À faire
a) Reproduis le passage du texte sur le MCG qui va de "Le MCG peut" jusqu'à "c'est moins sûr." inclus.
b) D'après le texte sur le MCG, combien de fois les locataires sont-ils plus nombreux que les chômeurs à Genève ?
c) Reprends le texte sur le MCG et poursuis-le après sa dernière phrase.

Texte à lire
* * * * * * *

Le Mouvement citoyens genevois rassemblent les râleurs. Et alors! N'était-ce pas le cas du fondateur du Parti radical lors de la révolution de 1847? Eric Stauffer n'a pas de programme. Et alors! Qui lit les programmes des partis? La politique, c'est une dynamique. La politique c'est l'art de saisir l'esprit du temps, de rassembler le mouvement populaire et de construire avec lui une société juste, solidaire, durable et prospère. En abandonnnt si possible aucun humain que la terre porte sur le chemin.
Commentaires
Je ne crois pas, Jean-François. La réponse est non. La mienne en tout cas. Ou alors il faudrait que le MCG change de responsables, de ligne politique, bref de tout... Le MCG n'est pas le parti des râleurs, car alors il serait le parti de tous les genevois, ce qui n'est pas le cas. Le MCG, au niveau de ses élus, est un conglomérat de gens en révolte, mais dont les sujets de révoltes, pour le moins variés, sont très contradictoires.
Qu'y a-t-il de commun entre une avocate libérale de Champel passée au MCG par détestation du CEVA et les gros bataillons populaires d'origine immigrée d'Onex ou Vernier ? La détestation des frontaliers. Ce qui ne fait pas une politique, sauf à sombrer dans une xénophobie absurde et heureusement honnie de la plus grande partie de la population.
Le MCG peut faire illusion quelques temps en apprenant aux gens à rédiger leur CV. Ce qui sert effectivement à ce qu'un dossier d'embauche ne soit pas classé verticalement (direction la poubelle) à la première lecture. Mais c'est un peu maigre, car si tout va bien, après, il y a l'entretien d'embauche. Où ça risque de se gâter. Entretemps, le MCG se sera constitué une clientèle de chômeurs, exactement comme le PS et l'extrême-gauche l'ont fait avec les locataires, par l'intermédiaire de l'ASLOCA. Sauf que les locataires sont 15 fois plus nombreux à Genève que les chômeurs, et ils le restent à plus long terme. La gauche a donc encore de beaux jours devant elle. Le MCG, c'est moins sûr.
Du coup, le MCG s'est mis en tête de résoudre la crise du logement par un grand ensemble de plus, à l'image de ce qui s'est fait dans les années 60 à Meyrin, Vernier, Onex, là précisément où le MCG récolte le plus de voix. La ficelle est un peu grosse.
Si le MCG y fait un tabac, c'est pour des raisons inverses de celle de l'avocate qui veut avant tout préserver son confort bourgeois de Champel (sans même se rendre compte qu'un RER va plutôt l'améliorer). Les gens qui votent MCG à Vernier ou Meyrin le font parce qu'ils ont de gros problèmes au quotidien, que la vie est chère, les enfants turbulents, le paysage de ces grands ensembles un peu glauque, la circulation infernale, bref qu'ils souffrent de vivre dans un ... grand ensemble à cause de leurs moyens modestes. Donc le MCG propose de construire un ghetto supplémentaire, où davantage de gens modestes seront malheureux ensemble... et voteront pour lui.

* * * * * * *

Entrées d'un jeu d'annotations par points
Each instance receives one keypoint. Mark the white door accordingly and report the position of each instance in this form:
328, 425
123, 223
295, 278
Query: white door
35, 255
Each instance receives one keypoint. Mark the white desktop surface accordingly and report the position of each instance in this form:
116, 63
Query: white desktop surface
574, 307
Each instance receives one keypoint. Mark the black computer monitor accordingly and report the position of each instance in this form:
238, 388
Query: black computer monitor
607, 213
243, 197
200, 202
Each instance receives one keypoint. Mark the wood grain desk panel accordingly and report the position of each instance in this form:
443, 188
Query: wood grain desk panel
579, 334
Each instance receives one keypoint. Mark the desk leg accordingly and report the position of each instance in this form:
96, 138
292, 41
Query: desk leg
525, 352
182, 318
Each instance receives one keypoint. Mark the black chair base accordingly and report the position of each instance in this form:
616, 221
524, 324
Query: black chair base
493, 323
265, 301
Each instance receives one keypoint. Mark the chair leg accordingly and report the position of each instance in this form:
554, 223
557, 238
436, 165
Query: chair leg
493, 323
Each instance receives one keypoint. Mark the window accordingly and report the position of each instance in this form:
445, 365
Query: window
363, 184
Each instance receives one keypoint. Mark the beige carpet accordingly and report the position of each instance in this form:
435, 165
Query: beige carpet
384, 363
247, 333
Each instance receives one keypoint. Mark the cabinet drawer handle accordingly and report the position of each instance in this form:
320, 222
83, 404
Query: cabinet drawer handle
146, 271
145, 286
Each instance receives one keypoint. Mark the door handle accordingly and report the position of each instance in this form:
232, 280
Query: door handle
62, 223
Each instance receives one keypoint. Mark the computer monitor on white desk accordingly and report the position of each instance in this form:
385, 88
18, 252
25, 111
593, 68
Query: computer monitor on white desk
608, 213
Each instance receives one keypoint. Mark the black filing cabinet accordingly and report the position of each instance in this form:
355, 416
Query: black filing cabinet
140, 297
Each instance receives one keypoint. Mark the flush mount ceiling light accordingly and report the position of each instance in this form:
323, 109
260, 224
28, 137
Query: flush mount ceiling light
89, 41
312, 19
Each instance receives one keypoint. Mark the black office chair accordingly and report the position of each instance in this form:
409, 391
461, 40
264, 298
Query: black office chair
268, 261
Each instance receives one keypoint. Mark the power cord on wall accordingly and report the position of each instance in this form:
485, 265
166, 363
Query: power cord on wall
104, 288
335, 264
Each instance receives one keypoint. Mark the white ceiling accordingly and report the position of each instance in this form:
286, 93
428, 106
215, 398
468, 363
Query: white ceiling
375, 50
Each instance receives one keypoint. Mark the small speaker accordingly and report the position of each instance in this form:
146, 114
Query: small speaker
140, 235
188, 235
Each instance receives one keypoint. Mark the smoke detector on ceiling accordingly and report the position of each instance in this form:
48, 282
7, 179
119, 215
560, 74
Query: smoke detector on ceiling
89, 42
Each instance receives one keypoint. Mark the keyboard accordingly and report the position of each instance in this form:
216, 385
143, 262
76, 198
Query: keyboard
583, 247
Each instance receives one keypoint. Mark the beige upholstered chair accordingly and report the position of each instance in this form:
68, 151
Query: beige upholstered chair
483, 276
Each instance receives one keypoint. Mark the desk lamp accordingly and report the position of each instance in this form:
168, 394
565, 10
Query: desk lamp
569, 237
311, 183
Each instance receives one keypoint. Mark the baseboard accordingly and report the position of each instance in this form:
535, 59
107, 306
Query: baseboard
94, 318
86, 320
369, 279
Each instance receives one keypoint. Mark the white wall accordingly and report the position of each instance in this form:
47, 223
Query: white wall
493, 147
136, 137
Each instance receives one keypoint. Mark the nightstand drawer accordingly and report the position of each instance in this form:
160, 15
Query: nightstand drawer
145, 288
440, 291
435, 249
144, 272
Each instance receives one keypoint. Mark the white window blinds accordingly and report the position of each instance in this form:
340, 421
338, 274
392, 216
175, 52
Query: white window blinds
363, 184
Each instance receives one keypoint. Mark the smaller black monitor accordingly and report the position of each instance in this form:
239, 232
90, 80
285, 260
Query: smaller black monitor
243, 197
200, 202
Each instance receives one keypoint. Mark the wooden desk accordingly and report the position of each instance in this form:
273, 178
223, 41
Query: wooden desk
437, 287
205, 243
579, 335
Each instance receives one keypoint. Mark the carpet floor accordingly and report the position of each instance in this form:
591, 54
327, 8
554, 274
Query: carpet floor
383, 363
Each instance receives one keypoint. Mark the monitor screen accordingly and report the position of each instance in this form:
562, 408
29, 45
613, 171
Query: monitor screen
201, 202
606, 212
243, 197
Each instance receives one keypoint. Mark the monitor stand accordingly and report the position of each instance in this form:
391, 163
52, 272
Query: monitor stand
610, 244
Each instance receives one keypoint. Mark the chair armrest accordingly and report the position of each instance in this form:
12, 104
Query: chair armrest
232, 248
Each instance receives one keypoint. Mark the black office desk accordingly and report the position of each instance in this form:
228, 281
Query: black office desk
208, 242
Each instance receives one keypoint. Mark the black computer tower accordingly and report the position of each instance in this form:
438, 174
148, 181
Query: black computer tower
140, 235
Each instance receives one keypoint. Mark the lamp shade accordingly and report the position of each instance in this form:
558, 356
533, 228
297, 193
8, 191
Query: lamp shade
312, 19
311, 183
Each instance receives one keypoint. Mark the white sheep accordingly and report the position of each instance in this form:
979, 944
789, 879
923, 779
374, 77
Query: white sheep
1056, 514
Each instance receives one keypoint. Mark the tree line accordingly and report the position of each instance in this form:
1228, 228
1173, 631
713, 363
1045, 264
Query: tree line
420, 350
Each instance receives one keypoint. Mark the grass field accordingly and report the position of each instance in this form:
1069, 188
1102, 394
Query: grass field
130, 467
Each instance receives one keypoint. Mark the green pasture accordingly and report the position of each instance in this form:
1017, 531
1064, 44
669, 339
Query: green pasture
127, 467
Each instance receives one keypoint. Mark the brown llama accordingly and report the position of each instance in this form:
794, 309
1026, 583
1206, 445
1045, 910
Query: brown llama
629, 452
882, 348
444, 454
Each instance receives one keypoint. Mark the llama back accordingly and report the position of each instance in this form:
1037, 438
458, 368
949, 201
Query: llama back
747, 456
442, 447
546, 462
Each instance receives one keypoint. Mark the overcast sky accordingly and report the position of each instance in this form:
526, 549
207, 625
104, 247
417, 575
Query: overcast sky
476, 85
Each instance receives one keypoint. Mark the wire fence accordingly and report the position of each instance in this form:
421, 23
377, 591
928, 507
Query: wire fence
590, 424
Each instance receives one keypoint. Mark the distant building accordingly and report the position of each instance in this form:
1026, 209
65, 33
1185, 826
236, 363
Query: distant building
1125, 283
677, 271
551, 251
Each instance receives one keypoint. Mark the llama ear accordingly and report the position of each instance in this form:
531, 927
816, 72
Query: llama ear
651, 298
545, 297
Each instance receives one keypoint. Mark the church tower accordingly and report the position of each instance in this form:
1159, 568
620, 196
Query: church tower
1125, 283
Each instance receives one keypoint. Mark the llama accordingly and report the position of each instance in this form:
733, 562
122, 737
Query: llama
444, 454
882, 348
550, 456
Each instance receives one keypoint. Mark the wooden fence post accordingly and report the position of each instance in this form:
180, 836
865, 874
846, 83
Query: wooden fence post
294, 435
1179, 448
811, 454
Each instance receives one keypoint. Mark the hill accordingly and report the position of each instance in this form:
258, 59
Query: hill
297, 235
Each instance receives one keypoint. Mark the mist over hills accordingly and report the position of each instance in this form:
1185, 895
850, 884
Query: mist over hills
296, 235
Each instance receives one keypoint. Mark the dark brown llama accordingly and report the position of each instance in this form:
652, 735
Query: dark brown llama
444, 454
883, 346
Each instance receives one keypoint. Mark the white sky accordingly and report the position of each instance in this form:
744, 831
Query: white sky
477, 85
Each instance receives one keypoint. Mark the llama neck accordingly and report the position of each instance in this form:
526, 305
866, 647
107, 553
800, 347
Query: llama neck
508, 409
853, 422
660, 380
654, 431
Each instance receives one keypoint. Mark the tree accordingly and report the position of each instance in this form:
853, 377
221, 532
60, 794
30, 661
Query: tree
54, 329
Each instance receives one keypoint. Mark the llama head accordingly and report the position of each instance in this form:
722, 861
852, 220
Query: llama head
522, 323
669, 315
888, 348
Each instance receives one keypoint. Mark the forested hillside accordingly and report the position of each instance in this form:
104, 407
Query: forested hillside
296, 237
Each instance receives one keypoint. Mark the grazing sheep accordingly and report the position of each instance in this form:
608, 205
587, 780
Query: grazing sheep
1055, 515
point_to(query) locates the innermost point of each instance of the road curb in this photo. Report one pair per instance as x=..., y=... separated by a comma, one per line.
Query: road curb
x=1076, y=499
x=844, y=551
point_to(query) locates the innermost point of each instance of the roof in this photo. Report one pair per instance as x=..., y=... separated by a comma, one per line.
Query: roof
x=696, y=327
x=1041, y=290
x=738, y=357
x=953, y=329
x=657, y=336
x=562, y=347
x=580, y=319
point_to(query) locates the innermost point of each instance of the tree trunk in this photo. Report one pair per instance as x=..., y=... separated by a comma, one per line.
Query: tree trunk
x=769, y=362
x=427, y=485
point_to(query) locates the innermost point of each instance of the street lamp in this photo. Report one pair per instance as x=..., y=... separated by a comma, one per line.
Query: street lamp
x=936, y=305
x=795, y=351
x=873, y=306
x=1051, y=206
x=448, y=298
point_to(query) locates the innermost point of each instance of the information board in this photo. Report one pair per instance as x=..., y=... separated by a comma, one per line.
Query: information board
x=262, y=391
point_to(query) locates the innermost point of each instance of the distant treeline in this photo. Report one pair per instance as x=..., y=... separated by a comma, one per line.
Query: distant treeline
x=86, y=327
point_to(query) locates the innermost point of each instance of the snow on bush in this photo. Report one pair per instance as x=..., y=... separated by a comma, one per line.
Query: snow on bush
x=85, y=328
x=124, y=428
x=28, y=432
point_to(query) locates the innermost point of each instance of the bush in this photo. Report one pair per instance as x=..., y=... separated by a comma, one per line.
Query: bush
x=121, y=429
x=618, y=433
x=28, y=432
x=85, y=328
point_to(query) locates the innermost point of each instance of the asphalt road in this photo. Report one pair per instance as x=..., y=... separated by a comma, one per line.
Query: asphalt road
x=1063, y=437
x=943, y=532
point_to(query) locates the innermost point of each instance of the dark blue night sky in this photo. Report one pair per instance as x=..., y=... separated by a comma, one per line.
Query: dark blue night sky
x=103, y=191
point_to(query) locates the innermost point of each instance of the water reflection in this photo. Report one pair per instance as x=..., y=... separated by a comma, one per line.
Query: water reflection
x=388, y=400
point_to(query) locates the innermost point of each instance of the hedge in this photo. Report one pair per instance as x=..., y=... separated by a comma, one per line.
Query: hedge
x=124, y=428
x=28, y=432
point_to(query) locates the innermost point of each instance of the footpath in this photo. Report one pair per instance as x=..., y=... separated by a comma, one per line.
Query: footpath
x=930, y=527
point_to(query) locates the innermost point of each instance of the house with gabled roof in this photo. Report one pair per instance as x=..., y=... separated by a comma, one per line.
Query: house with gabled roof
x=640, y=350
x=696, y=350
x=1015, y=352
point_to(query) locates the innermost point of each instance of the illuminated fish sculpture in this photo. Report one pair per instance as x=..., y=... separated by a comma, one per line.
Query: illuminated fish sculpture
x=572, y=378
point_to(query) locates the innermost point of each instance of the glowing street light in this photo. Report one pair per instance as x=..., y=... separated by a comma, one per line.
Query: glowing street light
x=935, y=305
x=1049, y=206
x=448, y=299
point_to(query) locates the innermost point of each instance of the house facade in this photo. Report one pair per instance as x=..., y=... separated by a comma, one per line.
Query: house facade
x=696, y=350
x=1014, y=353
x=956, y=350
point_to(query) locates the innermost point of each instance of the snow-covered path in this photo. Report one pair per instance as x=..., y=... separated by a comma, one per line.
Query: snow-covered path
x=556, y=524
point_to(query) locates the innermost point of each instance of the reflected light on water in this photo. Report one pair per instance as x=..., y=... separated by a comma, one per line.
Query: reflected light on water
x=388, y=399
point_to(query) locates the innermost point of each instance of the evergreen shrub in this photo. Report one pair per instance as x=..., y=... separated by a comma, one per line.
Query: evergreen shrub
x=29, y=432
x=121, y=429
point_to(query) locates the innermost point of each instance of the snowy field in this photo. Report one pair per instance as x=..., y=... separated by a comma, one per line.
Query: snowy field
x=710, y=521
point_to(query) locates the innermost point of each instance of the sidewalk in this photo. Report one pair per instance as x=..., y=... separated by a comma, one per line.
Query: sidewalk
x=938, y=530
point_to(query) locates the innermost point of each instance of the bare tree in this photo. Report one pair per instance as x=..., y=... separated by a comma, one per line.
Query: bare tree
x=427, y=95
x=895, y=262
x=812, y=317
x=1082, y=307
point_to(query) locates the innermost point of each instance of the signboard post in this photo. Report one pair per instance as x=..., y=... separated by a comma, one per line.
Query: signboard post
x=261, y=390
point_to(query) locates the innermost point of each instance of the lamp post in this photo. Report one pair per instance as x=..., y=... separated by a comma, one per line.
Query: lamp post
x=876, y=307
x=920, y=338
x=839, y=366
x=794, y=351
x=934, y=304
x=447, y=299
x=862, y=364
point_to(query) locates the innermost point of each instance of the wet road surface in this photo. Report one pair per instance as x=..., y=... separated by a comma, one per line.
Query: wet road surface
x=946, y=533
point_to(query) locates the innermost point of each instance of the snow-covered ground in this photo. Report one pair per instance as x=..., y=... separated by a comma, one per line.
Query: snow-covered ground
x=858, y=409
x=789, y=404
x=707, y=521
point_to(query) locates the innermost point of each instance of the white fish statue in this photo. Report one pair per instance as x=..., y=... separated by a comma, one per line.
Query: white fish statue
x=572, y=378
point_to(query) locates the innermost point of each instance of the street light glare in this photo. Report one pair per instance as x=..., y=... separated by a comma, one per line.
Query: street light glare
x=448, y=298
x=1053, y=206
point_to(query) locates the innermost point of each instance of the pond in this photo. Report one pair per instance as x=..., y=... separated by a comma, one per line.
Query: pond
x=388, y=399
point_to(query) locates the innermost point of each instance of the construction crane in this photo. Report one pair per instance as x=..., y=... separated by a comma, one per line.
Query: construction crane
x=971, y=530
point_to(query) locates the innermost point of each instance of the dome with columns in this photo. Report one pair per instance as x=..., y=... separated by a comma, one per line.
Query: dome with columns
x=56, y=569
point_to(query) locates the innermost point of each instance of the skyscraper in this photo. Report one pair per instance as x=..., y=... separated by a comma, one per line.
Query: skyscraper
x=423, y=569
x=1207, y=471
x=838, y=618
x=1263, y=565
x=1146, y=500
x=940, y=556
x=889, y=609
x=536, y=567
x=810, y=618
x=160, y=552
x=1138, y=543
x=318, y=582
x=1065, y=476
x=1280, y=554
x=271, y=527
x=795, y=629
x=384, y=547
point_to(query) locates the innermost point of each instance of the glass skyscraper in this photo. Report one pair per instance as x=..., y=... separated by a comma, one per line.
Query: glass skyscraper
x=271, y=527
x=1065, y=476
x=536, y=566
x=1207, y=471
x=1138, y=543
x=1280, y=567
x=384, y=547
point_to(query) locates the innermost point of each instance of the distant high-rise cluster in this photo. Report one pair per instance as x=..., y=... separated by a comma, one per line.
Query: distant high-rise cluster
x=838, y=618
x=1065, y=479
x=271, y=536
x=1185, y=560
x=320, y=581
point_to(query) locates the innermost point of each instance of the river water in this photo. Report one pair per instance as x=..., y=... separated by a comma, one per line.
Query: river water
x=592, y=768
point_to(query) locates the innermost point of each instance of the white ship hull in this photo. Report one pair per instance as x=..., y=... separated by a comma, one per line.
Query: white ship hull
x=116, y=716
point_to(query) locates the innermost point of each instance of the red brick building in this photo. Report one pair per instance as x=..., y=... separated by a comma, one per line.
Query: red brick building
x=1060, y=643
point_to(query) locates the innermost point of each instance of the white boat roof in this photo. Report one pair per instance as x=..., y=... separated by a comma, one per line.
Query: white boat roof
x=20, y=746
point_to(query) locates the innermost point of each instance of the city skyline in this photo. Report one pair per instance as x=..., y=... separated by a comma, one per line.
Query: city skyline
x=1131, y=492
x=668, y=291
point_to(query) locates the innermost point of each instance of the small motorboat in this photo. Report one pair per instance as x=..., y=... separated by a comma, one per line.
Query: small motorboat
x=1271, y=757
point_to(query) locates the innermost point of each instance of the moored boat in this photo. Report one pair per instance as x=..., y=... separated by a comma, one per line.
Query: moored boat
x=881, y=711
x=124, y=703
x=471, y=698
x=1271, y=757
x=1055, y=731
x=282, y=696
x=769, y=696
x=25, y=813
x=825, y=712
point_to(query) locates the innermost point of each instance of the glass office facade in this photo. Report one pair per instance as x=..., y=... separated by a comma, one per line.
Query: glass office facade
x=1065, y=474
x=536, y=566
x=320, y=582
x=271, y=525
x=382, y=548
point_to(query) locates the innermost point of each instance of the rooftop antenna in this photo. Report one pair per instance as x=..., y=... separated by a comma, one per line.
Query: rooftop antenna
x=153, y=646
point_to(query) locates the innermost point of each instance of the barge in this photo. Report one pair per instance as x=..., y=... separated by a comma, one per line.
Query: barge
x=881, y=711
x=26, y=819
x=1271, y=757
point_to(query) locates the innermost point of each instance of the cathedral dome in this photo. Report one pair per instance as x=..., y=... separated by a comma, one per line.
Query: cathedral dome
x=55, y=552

* * * * * * *

Réponses de l'exercice
a)
Le MCG peut faire illusion quelques temps en apprenant aux gens à rédiger leur CV. Ce qui sert effectivement à ce qu'un dossier d'embauche ne soit pas classé verticalement (direction la poubelle) à la première lecture. Mais c'est un peu maigre, car si tout va bien, après, il y a l'entretien d'embauche. Où ça risque de se gâter. Entretemps, le MCG se sera constitué une clientèle de chômeurs, exactement comme le PS et l'extrême-gauche l'ont fait avec les locataires, par l'intermédiaire de l'ASLOCA. Sauf que les locataires sont 15 fois plus nombreux à Genève que les chômeurs, et ils le restent à plus long terme. La gauche a donc encore de beaux jours devant elle. Le MCG, c'est moins sûr.

b) Quinze fois plus nombreux.

c)
D'autant que, surtout lorsqu'on est dans la mouise, il est réconfortant de pouvoir se croire supérieur à quelqu'un, qui serait le mal absolu (dans le cas présent les frontaliers) et c'est la came que vend le MCG. En face, les frontaliers réagissent parfois avec le même type de comportement imbécile à l'égard des "suisses". Ce qui n'avance personne mais entretient le schmilblick.
Tout cela ne fait cependant pas plus une majorité qu'un socle solide. Embrumé par ses fantasmes maurassiens, Pascal Décaillet nous projette sa vision de l'intelligence politique, mais il a semble-t-il oublié d'apprendre à compter.
Il faut reconquérir les électeurs du MCG, c'est certain. Ne pas les laisser aux mains de gens comme Stauffer, Rappaz, Pardo ou même Poggia, qui ne l'oublions pas s'était présenté en Italie sous les couleurs de Berlusconi. Pour y parvenir, il faut inventer des solutions nouvelles, qui permettent aux gens de se loger dans des endroits agréables à l'échelle humaine, pour un prix correct. Qui permettent d'employer des jeunes sans formation, ou de donner une fonction sociale à des quinquagénaires peu enclins à se remettre en question.
Bref il faut s'atteler à améliorer les conditions de vie de tous, dans notre petit coin de planète. Ce qui implique entre autres une collaboration renforcée avec les autorités françaises qui nous entourent, qui font bien davantage partie de la solution que du problème. Tout le contraire de ce que représente le MCG. Sans compter que s'il s'allie au mouvement des chômeurs genevois, Maudet perd ses appuis à gauche.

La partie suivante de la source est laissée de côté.